Directive:
Render the records below as a two-column CSV with the header columns "query" and "reply" and one row per record. Put each record's text in "query" and its answer in "reply", each as a single quoted field with line breaks replaced by spaces, and omit the pictures.

....

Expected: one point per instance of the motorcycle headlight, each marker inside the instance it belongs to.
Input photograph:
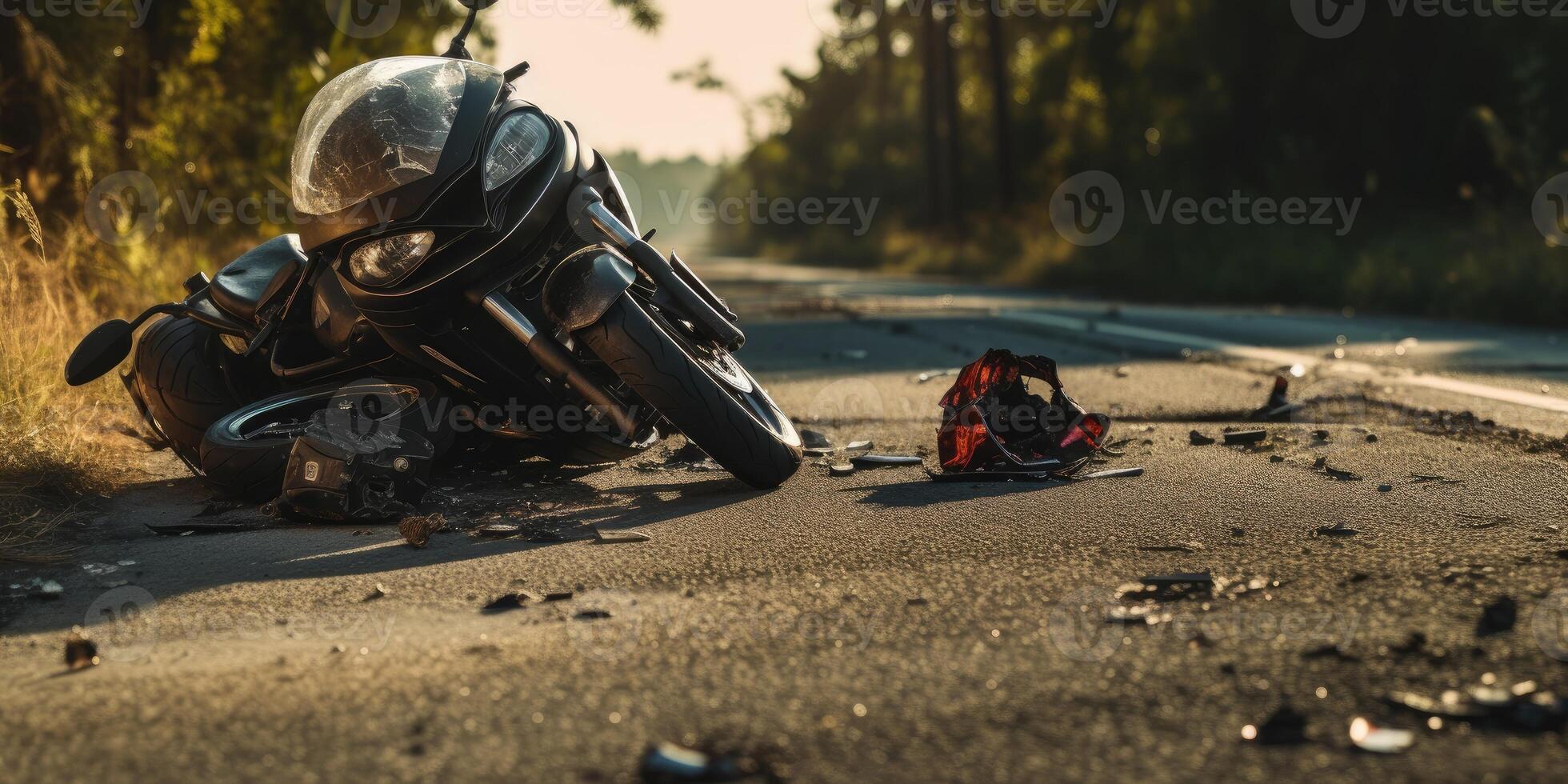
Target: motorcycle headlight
(519, 143)
(390, 259)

....

Complete response:
query,reply
"Expected: one point per instance of the motorcycle headlight, each marker inside the instance it belongs to. Input photograph: Target: motorcycle headlight","(519, 143) (390, 259)"